Challenge
Reproduce all the entries precisely.

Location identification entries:
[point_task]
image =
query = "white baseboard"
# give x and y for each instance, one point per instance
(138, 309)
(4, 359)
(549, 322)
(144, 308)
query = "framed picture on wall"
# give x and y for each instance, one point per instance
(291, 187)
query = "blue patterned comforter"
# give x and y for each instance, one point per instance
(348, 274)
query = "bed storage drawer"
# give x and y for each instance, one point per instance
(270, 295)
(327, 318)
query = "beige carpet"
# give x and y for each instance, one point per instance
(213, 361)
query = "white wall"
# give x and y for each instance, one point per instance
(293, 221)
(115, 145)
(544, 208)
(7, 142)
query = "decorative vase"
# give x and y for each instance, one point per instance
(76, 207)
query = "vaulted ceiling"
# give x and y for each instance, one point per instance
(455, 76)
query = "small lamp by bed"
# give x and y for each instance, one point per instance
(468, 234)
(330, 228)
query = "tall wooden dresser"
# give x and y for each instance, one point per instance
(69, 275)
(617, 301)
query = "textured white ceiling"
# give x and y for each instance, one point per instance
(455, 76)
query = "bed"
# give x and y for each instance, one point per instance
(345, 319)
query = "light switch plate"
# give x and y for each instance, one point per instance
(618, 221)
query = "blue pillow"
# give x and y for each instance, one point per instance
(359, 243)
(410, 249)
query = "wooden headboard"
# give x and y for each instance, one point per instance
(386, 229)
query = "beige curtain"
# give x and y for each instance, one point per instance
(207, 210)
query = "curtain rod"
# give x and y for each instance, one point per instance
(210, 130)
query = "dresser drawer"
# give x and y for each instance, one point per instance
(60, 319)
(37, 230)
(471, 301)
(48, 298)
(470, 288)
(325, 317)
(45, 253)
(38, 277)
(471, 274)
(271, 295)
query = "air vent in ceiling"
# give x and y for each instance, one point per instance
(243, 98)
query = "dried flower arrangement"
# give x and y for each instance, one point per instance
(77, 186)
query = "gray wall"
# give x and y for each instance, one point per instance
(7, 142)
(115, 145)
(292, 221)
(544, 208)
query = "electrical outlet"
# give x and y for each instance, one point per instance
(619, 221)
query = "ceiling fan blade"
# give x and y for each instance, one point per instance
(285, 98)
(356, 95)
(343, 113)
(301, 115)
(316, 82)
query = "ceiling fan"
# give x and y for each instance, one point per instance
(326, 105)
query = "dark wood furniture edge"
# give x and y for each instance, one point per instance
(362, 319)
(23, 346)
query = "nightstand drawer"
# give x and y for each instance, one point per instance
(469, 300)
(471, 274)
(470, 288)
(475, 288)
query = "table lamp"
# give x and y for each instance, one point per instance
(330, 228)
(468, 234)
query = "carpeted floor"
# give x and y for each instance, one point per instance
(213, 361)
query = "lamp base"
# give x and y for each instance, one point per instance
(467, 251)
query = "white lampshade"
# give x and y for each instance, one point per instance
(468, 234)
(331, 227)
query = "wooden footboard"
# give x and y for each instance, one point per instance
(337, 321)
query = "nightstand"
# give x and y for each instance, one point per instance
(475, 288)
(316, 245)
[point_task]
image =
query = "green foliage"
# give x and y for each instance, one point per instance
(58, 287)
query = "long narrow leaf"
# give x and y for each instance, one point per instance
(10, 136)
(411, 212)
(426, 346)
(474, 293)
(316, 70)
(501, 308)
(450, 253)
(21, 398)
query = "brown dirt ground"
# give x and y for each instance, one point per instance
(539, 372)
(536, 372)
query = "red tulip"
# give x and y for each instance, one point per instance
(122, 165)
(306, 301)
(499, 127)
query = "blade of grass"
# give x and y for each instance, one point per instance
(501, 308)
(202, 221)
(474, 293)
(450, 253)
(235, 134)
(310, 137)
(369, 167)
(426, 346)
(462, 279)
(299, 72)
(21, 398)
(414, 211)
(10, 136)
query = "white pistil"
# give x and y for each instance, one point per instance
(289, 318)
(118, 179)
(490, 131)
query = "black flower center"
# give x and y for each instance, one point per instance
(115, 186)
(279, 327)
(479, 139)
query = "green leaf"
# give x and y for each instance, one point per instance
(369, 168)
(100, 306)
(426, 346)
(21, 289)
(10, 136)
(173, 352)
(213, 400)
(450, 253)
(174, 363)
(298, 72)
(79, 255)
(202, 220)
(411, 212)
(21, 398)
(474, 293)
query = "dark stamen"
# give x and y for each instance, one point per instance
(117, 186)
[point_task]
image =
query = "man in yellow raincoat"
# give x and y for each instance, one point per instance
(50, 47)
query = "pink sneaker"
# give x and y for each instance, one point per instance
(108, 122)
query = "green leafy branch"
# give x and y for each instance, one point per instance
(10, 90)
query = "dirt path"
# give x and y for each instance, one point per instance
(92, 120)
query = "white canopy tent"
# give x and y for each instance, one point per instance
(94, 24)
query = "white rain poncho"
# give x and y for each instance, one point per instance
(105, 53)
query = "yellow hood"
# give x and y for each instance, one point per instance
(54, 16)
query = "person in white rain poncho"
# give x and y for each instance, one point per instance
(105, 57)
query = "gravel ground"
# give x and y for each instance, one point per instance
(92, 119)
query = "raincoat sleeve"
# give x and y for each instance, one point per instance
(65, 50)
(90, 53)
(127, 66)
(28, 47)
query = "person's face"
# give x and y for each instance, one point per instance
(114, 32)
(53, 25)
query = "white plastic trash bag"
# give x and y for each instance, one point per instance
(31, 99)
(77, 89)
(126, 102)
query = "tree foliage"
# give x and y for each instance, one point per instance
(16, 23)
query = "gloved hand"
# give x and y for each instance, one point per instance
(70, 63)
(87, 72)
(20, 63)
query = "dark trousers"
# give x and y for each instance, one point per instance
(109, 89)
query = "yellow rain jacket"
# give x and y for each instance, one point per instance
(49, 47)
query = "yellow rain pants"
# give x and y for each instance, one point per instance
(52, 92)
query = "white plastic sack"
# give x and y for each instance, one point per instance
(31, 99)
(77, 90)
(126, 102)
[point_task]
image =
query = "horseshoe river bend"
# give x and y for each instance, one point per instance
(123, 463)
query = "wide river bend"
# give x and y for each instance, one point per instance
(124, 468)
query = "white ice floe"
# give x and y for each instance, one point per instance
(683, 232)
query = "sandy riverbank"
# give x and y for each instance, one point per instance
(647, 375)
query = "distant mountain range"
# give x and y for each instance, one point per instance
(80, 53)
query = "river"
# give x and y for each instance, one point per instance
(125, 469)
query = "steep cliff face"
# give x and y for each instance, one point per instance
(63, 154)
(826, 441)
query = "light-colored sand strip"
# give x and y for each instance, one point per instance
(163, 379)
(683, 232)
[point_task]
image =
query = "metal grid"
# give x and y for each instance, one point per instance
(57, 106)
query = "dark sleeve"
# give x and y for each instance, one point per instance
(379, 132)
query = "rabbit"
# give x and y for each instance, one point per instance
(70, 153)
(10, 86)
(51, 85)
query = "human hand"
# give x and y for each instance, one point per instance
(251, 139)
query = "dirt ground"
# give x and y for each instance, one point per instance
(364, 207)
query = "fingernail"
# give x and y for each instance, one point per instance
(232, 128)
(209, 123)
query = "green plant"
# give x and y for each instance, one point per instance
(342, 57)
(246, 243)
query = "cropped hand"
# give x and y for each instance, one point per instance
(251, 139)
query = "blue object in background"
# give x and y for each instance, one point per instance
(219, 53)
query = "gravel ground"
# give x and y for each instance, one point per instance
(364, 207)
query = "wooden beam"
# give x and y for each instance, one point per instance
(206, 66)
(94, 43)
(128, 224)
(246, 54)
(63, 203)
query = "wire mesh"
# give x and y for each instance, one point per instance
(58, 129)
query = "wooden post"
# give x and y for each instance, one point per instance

Finished exercise
[point_task]
image =
query = "white baseboard"
# give x and y for each instance, one point per instance
(138, 309)
(4, 359)
(549, 322)
(144, 308)
query = "framed picture on wall"
# give x and y for each instance, one point per instance
(291, 187)
query = "blue patterned comforter"
# give x and y for each instance, one point per instance
(348, 274)
query = "bed storage drawer"
# give x and y for each instance, one point per instance
(270, 295)
(327, 318)
query = "beige carpet"
# give x and y for each instance, one point per instance
(213, 361)
query = "white wall"
# give x and y for each instance, one point per instance
(293, 221)
(115, 145)
(544, 208)
(7, 142)
query = "decorative vase"
# give x and y for each instance, one point per instance
(76, 207)
query = "vaulted ceiling"
# give x and y for each instance, one point per instance
(455, 76)
query = "small lamp by bed"
# give x and y for each instance, one point per instance
(468, 234)
(330, 228)
query = "tall wooden dresser"
# give x and y for each instance, one point per instance
(69, 275)
(617, 301)
query = "textured white ceiling"
# give x and y for each instance, one point per instance
(455, 76)
query = "bed"
# give x and y for each instance, one point per instance
(345, 319)
query = "light switch plate"
# give x and y for each instance, one point per instance
(618, 221)
query = "blue pillow"
# give x and y for each instance, one point per instance
(359, 243)
(410, 249)
query = "wooden headboard"
# give x and y for each instance, one point per instance
(386, 229)
query = "beige curtain"
# give x and y for each instance, one point per instance
(207, 210)
query = "curtain rod"
# give x and y for each instance, one point per instance
(210, 130)
query = "dresser drawer"
# give x and y for each instance, one point per instance
(60, 319)
(37, 230)
(471, 301)
(48, 298)
(470, 288)
(325, 317)
(45, 253)
(38, 277)
(471, 274)
(271, 295)
query = "air vent in ceiling"
# give x and y for each instance, one point per instance
(243, 98)
query = "dried flower arrangement"
# give x and y for each instance, one point per instance
(77, 186)
query = "gray wall"
# give x and y for each instance, one point per instance
(7, 142)
(115, 145)
(292, 221)
(544, 208)
query = "electrical outlet"
# give x and y for each instance, one point per instance
(619, 221)
query = "ceiling fan blade"
# give x and y for each instance, one point per instance
(285, 98)
(356, 95)
(343, 113)
(301, 115)
(316, 82)
query = "ceiling fan"
# give x and y for each instance, one point per instance
(326, 105)
query = "dark wood furniture edge"
# give x and y for each instance, one point per instance
(362, 319)
(23, 346)
query = "nightstand drawer"
# give x and y for each instance, one point per instance
(469, 300)
(471, 274)
(470, 288)
(475, 288)
query = "table lamp"
# give x and y for each instance, one point per instance
(330, 228)
(468, 234)
query = "carpeted floor"
# give x and y for each instance, one point per instance
(213, 361)
query = "lamp base"
# give x and y for each instance, one point per instance
(467, 251)
query = "white lampshade"
# give x and y for each instance, one point per instance
(468, 234)
(331, 227)
query = "wooden footboard"
# give x and y for each instance, one point per instance
(337, 321)
query = "nightstand"
# give x and y for each instance, one point per instance
(475, 288)
(316, 245)
[point_task]
image =
query = "green foliage"
# give x and y for each instance, one point per instance
(58, 287)
query = "long narrow leaf"
# give x and y for each instance, one point per instance
(10, 136)
(411, 212)
(426, 346)
(474, 293)
(316, 70)
(501, 308)
(450, 253)
(21, 398)
query = "brown dirt ground"
# give x and y for each instance, one point per instance
(539, 372)
(536, 372)
query = "red tulip"
# give x and y for each instance, one point per instance
(122, 165)
(306, 301)
(499, 127)
query = "blade of grass"
# give x and y for each instance, one point per instance
(501, 308)
(202, 221)
(474, 293)
(450, 253)
(235, 134)
(310, 137)
(369, 167)
(426, 346)
(462, 279)
(299, 72)
(21, 398)
(414, 211)
(10, 136)
query = "white pistil"
# give x and y for each instance, one point per instance
(289, 318)
(118, 179)
(490, 131)
query = "black flower center"
# give x and y for each instance, one point per instance
(115, 186)
(279, 327)
(479, 139)
query = "green leaf"
# give x and y for each instance, one point per instance
(369, 168)
(100, 306)
(426, 346)
(21, 289)
(10, 136)
(173, 352)
(213, 400)
(450, 253)
(174, 363)
(298, 72)
(79, 255)
(202, 220)
(411, 212)
(21, 398)
(474, 293)
query = "dark stamen"
# give x and y for each instance, one point per instance
(117, 186)
[point_task]
image =
query = "man in yellow raincoat"
# give x and y for each instance, one point per instance
(50, 47)
query = "pink sneaker"
# give x and y for each instance, one point per instance
(108, 122)
query = "green leafy branch"
# give x and y for each instance, one point per instance
(10, 90)
query = "dirt path"
# give x and y for each instance, one point per instance
(92, 120)
query = "white canopy tent"
# give x and y for each instance, one point per instance
(94, 24)
query = "white rain poncho"
# give x and y for each instance, one point per instance
(105, 53)
query = "yellow hood"
# give x and y for each instance, one point per instance
(54, 16)
query = "person in white rain poncho"
# give x and y for each instance, one point per instance
(105, 57)
query = "gravel ground"
# give x and y for each instance, one point per instance
(92, 119)
query = "raincoat sleeve"
# give x and y for each instance, one point per instance
(65, 50)
(90, 53)
(127, 66)
(28, 47)
query = "person's face"
# give x and y for each instance, one point per instance
(114, 32)
(53, 25)
query = "white plastic trash bag"
# give x and y for each instance, one point per instance
(31, 99)
(77, 89)
(126, 102)
query = "tree foliage"
# give x and y for each instance, one point per instance
(16, 23)
query = "gloved hand"
# give x and y for each instance, one point per instance
(70, 63)
(87, 72)
(20, 63)
query = "dark trousers"
# give x and y for each instance, one point per instance
(109, 89)
query = "yellow rain jacket"
# give x and y for each instance, one point per instance
(49, 47)
query = "yellow rain pants"
# give x and y for each instance, one point per instance
(52, 92)
query = "white plastic sack"
# give x and y for each instance, one point per instance
(31, 99)
(77, 90)
(126, 102)
[point_task]
image =
query = "horseshoe river bend"
# give x and y for each instance, one point per instance
(123, 463)
query = "wide river bend"
# give x and y for each instance, one point per instance
(124, 468)
query = "white ice floe"
# give x and y for each instance, one point per instance
(683, 232)
query = "sandy riverbank"
# give x and y for each instance, one point per instance
(647, 375)
query = "distant mountain range"
# give x and y for each instance, one point per instance
(80, 53)
query = "river"
# give x and y for each instance, one point per instance
(125, 469)
query = "steep cliff face"
# give x and y for each instance, one point per instance
(63, 154)
(826, 441)
query = "light-colored sand strip"
# give x and y for each instance, one point per instance
(163, 379)
(683, 232)
[point_task]
image =
query = "metal grid"
# give x and y for each instance, one point per instance
(57, 106)
query = "dark sleeve"
# give x and y for each instance, one point per instance
(379, 132)
query = "rabbit"
# give x and y for each instance, one point per instance
(70, 153)
(10, 86)
(51, 85)
query = "human hand"
# give x and y for each instance, one point per instance
(251, 139)
query = "dirt ground"
# give x and y for each instance, one point per instance
(364, 207)
query = "fingernail"
# give x and y for each instance, one point per instance
(232, 128)
(209, 123)
query = "green plant"
# give x and y for each instance, one point per instance
(342, 57)
(246, 243)
query = "cropped hand"
# give x and y for each instance, one point per instance
(251, 139)
query = "blue object in background"
# give x and y for each instance, one point per instance
(219, 53)
query = "gravel ground"
# give x and y for each instance, one point per instance
(364, 207)
query = "wooden beam"
# give x and y for each instance, one point per instance
(206, 66)
(94, 43)
(128, 224)
(246, 54)
(63, 203)
query = "wire mesh"
# give x and y for each instance, one point per instance
(58, 129)
query = "wooden post"
# give x and y for each instance, one point per instance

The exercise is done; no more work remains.